** Start Extract **

On 15 July 1986, the North Carolina General Assembly enacted N.C. Gen. Stat. . 143-166.42, which states that local law enforcement officers retiring before age sixty-two are to receive the same special separation allowance afforded to State law enforcement officers under N.C. Gen. Stat. . 143-166.41. Bowers v. City of High Point, 339 N.C. 413, 415, 451 S.E.2d 284, 286 (1994).

N.C. Gen. Stat. . 143-166.41 provides, in pertinent part, that: “(a) Notwithstanding any other provision of law, every sworn law- enforcement officer as defined by G.S. 135-1(11b) or G.S. 143- 166.30(a)(4) employed by a State department, agency, or institution who qualifies under this section shall receive, beginning on the last day of the month in which he retires on a basic service retirement under the provisions of G.S. 135-5(a) or G.S. 143-166(y), an annual separation allowance equal to eighty- five hundredths percent (0.85%) of the annual equivalent of the base rate of compensation most recently applicable to him for each year of creditable service. The allowance shall be paid in 12 equal installments on the last day of each month. To qualify for the allowance the officer shall:

(1) Have (i) completed 30 or more years or creditable service, or (ii) have attained 55 years of age and completed five or more years of creditable service; and

(2) Not have attained 62 years of age; and

(3) Have completed at least five years of continuous service as a law enforcement officer as herein defined immediately preceding a service retirement.

. . . .

** End Extract **
** Start Data listing **

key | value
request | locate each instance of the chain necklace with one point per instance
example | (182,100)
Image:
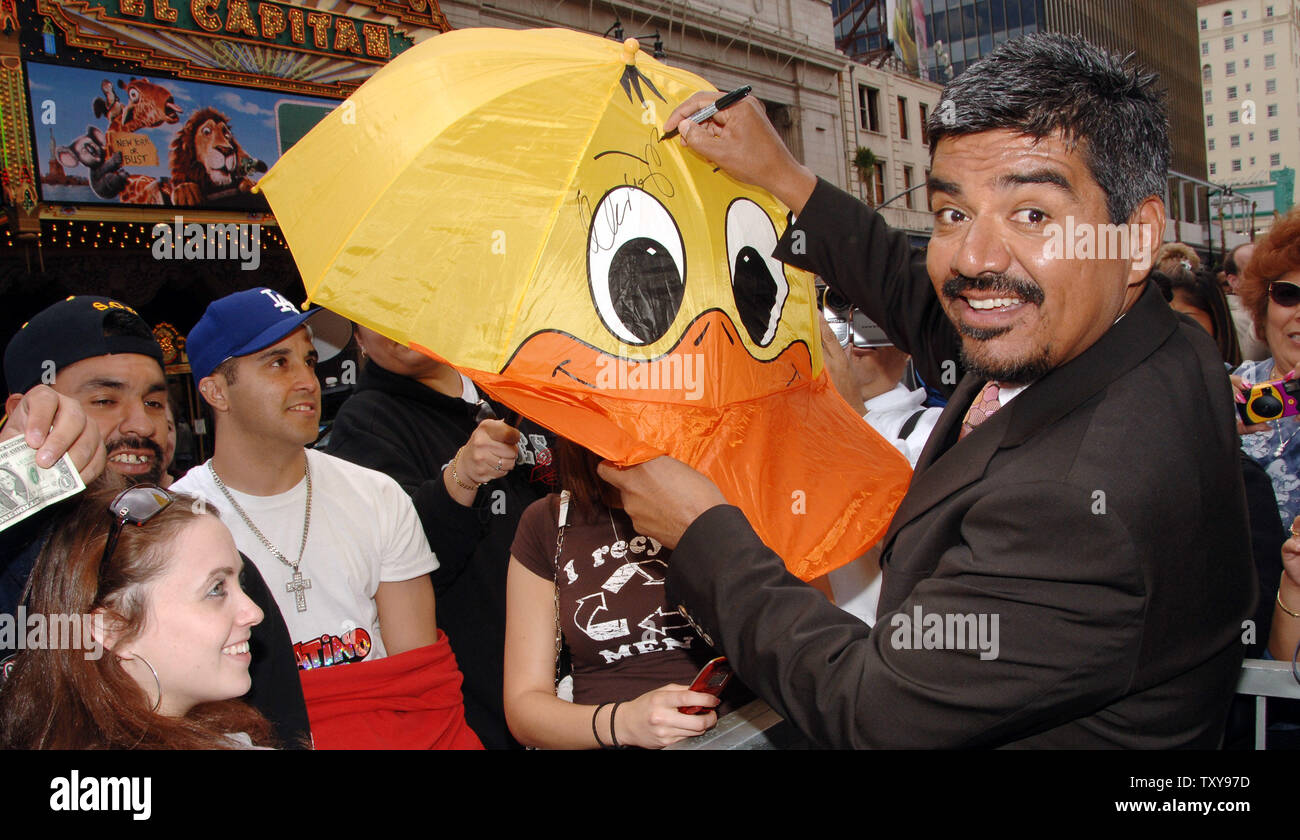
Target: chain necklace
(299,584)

** End Data listing **
** Start Data listing **

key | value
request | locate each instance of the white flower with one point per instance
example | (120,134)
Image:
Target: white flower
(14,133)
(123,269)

** End Data listing **
** Start Data listing **

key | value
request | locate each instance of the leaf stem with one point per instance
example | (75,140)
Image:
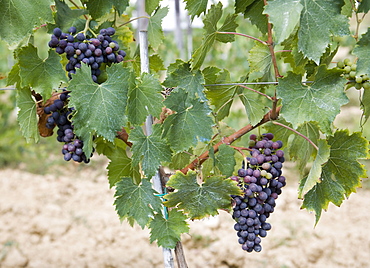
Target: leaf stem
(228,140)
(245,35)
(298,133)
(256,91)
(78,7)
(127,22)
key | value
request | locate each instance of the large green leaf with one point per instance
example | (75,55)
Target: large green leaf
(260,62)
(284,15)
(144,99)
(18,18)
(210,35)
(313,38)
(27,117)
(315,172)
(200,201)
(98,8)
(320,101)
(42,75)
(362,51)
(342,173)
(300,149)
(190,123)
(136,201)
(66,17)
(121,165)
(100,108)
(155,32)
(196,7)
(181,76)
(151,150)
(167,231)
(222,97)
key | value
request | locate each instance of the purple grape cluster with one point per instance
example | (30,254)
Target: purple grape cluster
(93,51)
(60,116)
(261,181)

** End Data listing **

- Directions -
(1) Decide whether each statement agrees with the excerpt on the separation allowance. Answer yes or no and quote the words of the excerpt that settle it.
(a) The allowance is paid in twelve equal monthly installments.
(b) An officer who has reached age 62 can still qualify for the allowance.
(c) The General Assembly extended the allowance to local officers in 1994.
(2) Summarize the excerpt on the separation allowance in two sentences.
(3) Answer these questions using the excerpt on the separation allowance.
(a) Which case is cited for the 1986 enactment?
(b) What percentage of base pay is the allowance for each year of creditable service?
(c) How many years of continuous service must immediately precede retirement?

- Solved problems -
(1)
(a) Yes: "The allowance shall be paid in 12 equal installments on the last day of each month."
(b) No: "Not have attained 62 years of age"
(c) No: "On 15 July 1986, the North Carolina General Assembly enacted"

(2) In 1986 the North Carolina General Assembly enacted a statute giving local law enforcement officers who retire before age sixty-two the same special separation allowance that State law enforcement officers receive. For State officers, the allowance is 0.85% of the officer's most recent base pay for each year of creditable service, paid in 12 monthly installments, to officers under 62 who have either 30 or more years of creditable service or are at least 55 with five or more years, and who served at least five continuous years as officers immediately before retiring.

(3)
(a) Bowers v. City of High Point
(b) Eighty-five hundredths percent (0.85%)
(c) At least five years